The task -
Print the data that follows exactly as it stands, from its first line through the line containing "the smoke, imagine", and stop there.

═════ The data ═════

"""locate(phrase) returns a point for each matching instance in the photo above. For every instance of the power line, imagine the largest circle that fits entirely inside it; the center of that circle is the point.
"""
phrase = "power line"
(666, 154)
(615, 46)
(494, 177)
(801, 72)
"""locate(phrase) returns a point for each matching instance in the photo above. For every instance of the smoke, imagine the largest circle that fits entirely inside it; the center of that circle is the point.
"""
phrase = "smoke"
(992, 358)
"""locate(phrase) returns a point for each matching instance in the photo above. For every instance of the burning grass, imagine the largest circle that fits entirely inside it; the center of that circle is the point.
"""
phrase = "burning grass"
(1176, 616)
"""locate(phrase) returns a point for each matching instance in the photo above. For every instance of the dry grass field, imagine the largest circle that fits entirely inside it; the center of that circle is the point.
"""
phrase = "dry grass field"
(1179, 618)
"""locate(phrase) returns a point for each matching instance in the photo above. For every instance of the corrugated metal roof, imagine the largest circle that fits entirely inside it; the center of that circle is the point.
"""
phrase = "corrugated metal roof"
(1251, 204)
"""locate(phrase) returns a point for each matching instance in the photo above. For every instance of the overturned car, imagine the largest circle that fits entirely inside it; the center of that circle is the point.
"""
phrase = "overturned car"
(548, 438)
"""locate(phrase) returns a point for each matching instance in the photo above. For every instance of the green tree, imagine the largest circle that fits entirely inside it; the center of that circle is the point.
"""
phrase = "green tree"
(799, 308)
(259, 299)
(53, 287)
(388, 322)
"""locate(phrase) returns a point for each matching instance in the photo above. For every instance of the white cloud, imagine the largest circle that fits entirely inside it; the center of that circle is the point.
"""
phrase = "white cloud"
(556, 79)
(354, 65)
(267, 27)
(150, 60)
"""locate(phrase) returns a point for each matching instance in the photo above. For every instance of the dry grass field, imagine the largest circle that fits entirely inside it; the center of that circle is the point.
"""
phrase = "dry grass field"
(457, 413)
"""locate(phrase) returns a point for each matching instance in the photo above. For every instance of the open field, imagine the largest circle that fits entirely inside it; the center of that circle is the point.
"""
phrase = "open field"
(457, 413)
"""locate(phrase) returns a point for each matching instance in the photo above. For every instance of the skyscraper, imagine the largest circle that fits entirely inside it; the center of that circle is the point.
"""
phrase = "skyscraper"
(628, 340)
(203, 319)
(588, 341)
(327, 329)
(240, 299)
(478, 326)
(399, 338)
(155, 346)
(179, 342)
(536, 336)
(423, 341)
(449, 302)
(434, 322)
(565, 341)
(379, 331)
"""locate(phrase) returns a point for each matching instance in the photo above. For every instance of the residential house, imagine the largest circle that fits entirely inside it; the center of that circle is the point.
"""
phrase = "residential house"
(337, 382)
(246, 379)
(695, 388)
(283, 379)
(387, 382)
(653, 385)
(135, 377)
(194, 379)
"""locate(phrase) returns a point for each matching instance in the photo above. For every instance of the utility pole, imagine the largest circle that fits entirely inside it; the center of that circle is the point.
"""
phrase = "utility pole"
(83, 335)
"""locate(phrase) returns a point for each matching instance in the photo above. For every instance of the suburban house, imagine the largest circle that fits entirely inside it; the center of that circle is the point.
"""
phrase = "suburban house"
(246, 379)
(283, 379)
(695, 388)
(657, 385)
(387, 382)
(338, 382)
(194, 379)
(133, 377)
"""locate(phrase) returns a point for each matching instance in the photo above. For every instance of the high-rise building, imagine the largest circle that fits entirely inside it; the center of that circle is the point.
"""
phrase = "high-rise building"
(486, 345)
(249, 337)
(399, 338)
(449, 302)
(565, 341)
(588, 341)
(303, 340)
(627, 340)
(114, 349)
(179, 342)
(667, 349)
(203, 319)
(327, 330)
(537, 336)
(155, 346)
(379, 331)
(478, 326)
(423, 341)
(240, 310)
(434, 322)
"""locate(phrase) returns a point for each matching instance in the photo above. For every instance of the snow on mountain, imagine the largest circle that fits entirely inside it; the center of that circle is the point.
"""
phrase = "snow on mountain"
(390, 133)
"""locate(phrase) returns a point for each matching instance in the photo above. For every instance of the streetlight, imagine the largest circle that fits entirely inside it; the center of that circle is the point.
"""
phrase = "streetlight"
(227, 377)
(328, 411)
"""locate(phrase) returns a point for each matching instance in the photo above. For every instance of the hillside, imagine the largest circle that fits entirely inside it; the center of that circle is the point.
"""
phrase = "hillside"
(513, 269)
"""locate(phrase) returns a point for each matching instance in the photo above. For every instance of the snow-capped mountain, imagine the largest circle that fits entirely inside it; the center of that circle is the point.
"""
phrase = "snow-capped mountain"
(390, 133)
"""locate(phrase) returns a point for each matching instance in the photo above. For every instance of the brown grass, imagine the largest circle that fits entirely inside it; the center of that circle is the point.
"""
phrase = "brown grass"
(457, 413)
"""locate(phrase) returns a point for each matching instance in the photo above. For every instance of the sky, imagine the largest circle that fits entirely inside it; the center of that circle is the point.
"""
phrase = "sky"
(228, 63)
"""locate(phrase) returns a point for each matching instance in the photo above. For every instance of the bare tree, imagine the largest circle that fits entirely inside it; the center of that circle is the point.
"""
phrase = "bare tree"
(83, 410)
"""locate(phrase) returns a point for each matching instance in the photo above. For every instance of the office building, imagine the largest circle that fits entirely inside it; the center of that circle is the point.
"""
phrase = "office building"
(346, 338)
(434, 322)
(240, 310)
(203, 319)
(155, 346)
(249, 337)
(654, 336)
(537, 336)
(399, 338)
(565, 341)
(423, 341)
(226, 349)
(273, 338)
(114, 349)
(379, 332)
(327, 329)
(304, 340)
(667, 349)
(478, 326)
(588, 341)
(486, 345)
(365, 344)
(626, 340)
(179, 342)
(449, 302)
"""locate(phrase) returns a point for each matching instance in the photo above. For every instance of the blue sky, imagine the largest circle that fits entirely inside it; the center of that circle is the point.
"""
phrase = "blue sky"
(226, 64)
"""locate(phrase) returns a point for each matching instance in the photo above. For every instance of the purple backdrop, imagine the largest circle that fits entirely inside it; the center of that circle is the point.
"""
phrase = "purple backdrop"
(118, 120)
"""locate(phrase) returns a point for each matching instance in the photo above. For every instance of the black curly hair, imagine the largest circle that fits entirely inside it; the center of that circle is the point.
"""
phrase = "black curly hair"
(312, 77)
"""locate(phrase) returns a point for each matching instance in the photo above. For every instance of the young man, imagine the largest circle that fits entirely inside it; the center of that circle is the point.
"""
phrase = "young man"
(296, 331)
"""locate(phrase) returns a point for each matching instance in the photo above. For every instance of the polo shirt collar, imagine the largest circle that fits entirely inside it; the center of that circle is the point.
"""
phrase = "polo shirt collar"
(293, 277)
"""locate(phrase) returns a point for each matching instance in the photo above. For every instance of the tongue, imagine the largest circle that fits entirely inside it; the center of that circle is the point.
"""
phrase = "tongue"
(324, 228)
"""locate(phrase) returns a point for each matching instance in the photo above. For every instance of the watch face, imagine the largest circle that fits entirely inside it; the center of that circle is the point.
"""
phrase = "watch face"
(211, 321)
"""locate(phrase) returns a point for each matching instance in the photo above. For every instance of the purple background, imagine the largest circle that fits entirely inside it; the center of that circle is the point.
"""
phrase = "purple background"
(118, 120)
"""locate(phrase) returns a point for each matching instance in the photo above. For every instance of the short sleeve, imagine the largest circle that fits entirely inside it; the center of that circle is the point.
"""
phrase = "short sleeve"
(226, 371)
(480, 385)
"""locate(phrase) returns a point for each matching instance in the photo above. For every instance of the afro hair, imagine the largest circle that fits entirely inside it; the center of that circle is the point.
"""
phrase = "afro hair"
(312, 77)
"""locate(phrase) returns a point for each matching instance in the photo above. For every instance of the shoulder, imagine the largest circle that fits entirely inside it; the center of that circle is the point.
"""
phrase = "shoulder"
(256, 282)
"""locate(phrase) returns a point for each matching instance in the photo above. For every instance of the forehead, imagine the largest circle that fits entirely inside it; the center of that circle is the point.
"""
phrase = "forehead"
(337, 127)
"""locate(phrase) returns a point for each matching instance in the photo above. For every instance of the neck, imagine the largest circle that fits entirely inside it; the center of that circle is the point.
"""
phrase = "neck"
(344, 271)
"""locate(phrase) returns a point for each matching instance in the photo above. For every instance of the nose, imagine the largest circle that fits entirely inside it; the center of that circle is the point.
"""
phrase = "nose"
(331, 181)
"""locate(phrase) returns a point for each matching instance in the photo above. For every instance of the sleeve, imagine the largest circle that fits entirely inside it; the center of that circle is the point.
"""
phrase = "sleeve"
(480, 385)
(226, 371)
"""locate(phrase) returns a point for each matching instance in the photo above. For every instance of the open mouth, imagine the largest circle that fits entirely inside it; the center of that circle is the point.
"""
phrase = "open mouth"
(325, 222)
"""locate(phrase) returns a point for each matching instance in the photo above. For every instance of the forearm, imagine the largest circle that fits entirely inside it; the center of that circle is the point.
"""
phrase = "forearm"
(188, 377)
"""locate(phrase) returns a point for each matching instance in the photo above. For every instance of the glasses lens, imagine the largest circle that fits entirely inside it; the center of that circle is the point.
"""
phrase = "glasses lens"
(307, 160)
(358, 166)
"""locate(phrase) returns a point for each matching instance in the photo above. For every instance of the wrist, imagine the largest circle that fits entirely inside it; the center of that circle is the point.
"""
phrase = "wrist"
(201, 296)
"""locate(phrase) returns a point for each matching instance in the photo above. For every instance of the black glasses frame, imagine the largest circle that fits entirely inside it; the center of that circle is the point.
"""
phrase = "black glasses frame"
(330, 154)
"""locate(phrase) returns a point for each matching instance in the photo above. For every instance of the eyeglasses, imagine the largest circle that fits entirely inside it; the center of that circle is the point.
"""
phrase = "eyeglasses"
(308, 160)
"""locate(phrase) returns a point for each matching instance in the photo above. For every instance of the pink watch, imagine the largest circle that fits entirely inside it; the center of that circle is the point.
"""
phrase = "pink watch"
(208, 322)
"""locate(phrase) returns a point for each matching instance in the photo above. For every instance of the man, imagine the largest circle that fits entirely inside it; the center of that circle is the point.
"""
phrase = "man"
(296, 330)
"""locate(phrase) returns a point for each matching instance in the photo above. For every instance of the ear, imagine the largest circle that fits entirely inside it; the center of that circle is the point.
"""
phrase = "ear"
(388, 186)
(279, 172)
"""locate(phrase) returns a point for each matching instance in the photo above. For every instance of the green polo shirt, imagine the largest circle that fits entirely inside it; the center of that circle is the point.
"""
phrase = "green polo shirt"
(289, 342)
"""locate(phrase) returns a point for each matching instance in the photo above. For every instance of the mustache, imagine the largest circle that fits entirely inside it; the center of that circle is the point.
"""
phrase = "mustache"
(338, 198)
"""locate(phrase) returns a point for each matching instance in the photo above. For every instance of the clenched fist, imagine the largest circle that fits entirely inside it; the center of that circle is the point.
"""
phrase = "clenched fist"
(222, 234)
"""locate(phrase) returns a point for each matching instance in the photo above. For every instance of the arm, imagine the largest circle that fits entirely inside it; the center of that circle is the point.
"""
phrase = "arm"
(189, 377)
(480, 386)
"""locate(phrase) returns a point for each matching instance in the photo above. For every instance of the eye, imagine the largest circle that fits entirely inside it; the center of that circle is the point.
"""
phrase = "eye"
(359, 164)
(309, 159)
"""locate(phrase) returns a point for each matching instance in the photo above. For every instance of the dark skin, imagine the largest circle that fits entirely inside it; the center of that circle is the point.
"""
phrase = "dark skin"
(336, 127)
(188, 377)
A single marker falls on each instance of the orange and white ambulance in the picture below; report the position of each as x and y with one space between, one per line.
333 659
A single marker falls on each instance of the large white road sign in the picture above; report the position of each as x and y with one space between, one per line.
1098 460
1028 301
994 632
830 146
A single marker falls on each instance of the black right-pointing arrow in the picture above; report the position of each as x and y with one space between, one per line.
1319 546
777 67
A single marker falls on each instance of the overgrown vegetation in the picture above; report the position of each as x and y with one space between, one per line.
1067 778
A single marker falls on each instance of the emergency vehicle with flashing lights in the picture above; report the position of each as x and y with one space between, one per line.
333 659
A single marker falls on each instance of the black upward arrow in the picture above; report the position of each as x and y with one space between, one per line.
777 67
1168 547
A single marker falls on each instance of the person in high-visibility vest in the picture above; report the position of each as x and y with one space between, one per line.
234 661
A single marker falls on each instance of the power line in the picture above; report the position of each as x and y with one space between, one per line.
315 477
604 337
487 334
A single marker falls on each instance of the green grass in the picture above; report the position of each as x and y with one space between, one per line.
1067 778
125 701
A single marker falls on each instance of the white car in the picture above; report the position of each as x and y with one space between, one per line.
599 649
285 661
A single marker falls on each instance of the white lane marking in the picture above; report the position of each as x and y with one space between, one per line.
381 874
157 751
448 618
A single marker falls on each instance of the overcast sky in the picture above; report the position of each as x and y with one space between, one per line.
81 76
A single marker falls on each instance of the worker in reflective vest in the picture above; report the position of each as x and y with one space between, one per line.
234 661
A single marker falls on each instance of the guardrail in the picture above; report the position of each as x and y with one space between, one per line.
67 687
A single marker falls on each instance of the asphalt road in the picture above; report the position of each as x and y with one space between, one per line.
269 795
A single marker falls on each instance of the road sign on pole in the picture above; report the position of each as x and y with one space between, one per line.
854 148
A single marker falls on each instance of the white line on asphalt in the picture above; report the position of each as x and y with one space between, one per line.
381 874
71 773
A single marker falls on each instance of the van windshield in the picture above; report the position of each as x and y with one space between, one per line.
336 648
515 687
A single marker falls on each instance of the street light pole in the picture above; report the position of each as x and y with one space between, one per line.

═════

Solved problem -
"""locate(phrase) returns a point for each matching instance in the photo above. For every instance of the power line, imagine the largest circle that fits entirely inside it; the center of that circle is the point.
"""
phrase = "power line"
(666, 154)
(615, 46)
(494, 177)
(801, 72)
"""locate(phrase) returns a point for each matching instance in the photo above. For every instance of the smoke, imagine the largest circle that fits entirely inside it; the center of that circle is the point.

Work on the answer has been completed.